分析用テキスト:
════════

マイホームの土地を売って、2023年12月31日までに売って、新しいマイホームを購入するときは、一定の要件を満たせば、売却益に対する課税を繰り延べることができます(居住用財産の買換えの特例)。また、3,000万円の特別控除(3-1)と併用できないので、どちらかを選択する必要があります。

また、新たに買うマイホームの価格が、すでに売ったマイホームの価格より高いか安いかによって、適用する特例の内容が異なります。簡単な考え方は以下の通りです。

【今回売却する不動産よりも高い価格の土地を購入する場合】
→譲渡所得税の課税を、今回購入した不動産を売るときまで「繰り延べる」ことができる
(売却益が非課税になるのではなく、課税を延期するいうこと)

【今回売却する不動産よりも安い価格の不動産を購入する場合】
→譲渡所得税の税率は「20.315%」が適用する

適用するための要件(売買価格が1億円以下など)をいくつか満たさなくてはなりませんので、詳細の確認が必要です。

════════

データ抜粋:
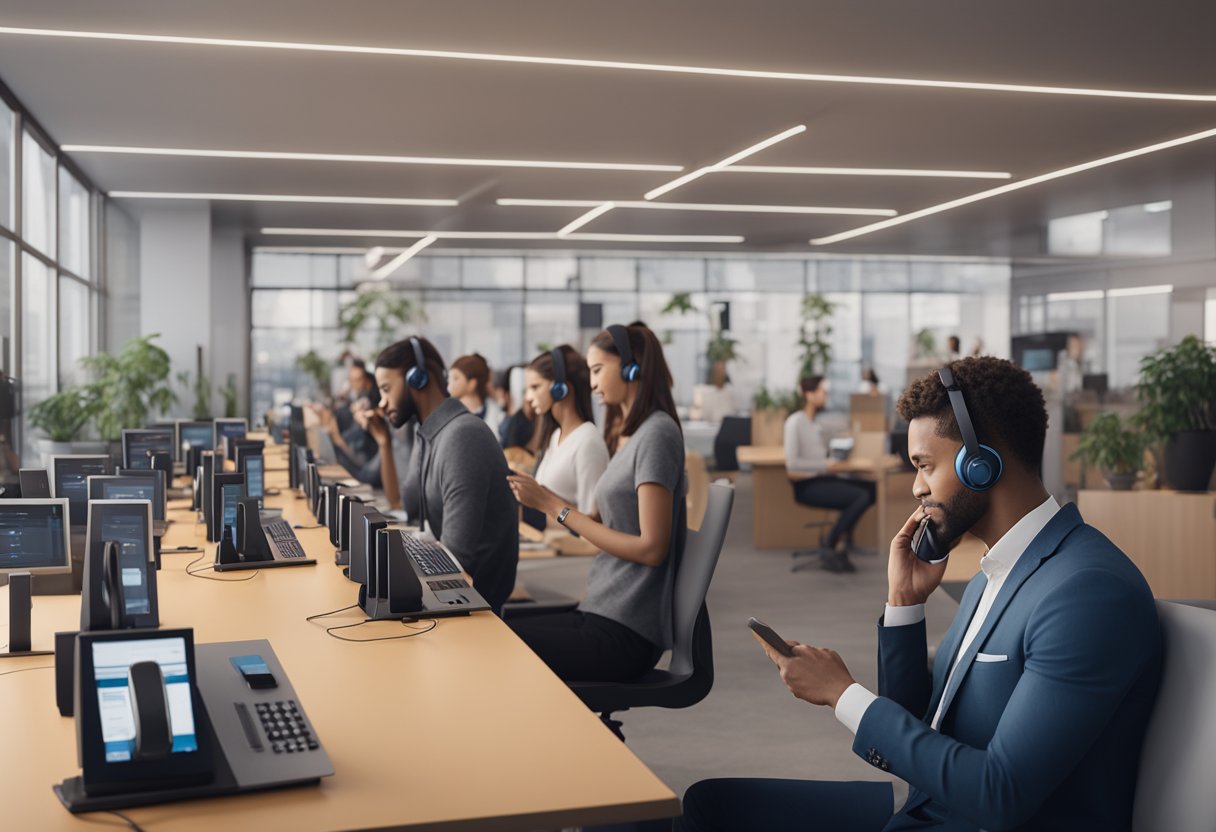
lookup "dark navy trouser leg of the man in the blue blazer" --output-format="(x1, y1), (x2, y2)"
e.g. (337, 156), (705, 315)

════════

指示 1: マイホーム買換え特例の文章によると、この特例と併用できない控除は何ですか。
指示 2: マイホーム買換え特例の文章を、最後の文の後から書き続けてください。

回答 1: 3,000万円の特別控除です。

回答 2:
4.相続した土地を売却するときの特例

相続した土地を売却して、譲渡所得税がかかる場合に使える特例を2つ、ご説明いたします。どちらも相続発生から3年以内を目安に売却することが要件です。

相続したがその土地に住むつもりがなく、維持費ばかりかかってしまうので売却したいとお考えの場合は、特例の期限を意識して、検討をしましょう。

4-1.相続税の取得費加算の特例で譲渡所得税を減額

相続した際に、相続税を支払っている場合は、納めた相続税の金額のうち、土地にかかった分を経費(取得費)として控除することができます。短期間の間に、同じ財産に対して、相続税と譲渡所得税の二重課税になることを避けるための措置です。

図5:相続税を支払った方は取得費加算の特例が適用できる

図6:売却益から相続税額分を差し引くことにより譲渡所得税が減額できる

※相続税の取得費加算の特例について詳しくは、こちらを参考にしてください。(当サイト内)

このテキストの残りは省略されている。